— Start Records for the task —

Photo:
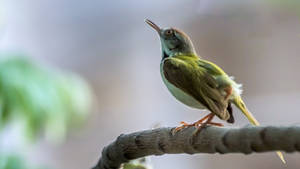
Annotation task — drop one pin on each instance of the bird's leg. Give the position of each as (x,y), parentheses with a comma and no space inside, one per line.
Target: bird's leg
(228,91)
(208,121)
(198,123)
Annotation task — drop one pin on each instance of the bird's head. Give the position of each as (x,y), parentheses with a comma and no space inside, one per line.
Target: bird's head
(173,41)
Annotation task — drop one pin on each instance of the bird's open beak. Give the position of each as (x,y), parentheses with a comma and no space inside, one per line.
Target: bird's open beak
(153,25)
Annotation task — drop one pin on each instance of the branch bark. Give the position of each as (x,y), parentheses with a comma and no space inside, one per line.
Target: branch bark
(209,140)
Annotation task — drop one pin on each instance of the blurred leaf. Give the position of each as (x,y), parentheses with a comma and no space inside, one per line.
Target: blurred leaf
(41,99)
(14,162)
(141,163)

— End Records for the task —
— Start Records for the task —

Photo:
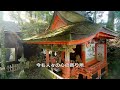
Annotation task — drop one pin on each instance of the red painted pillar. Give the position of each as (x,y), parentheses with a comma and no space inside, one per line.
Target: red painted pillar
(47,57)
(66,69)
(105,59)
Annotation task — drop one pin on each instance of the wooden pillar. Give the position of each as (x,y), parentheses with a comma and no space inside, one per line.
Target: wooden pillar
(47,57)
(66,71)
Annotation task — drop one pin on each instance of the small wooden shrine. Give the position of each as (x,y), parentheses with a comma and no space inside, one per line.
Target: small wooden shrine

— End Records for the task —

▶ Your goal
Reproduce the material above verbatim, starting with the line containing "of the wooden" and continuing through the line containing "Target: small wooden shrine", both included.

▶ Output
Annotation task — drop one pin on each instance of the wooden pillar. Give the position of each as (x,y), parentheses with a comma and no space inside, one per line.
Target: wooden pillar
(47,57)
(66,71)
Annotation task — drop one pin on each instance of the small wooden shrine. Give the position of each as (x,y), parentheses with a comma and no space inside, one per line.
Target: small wooden shrine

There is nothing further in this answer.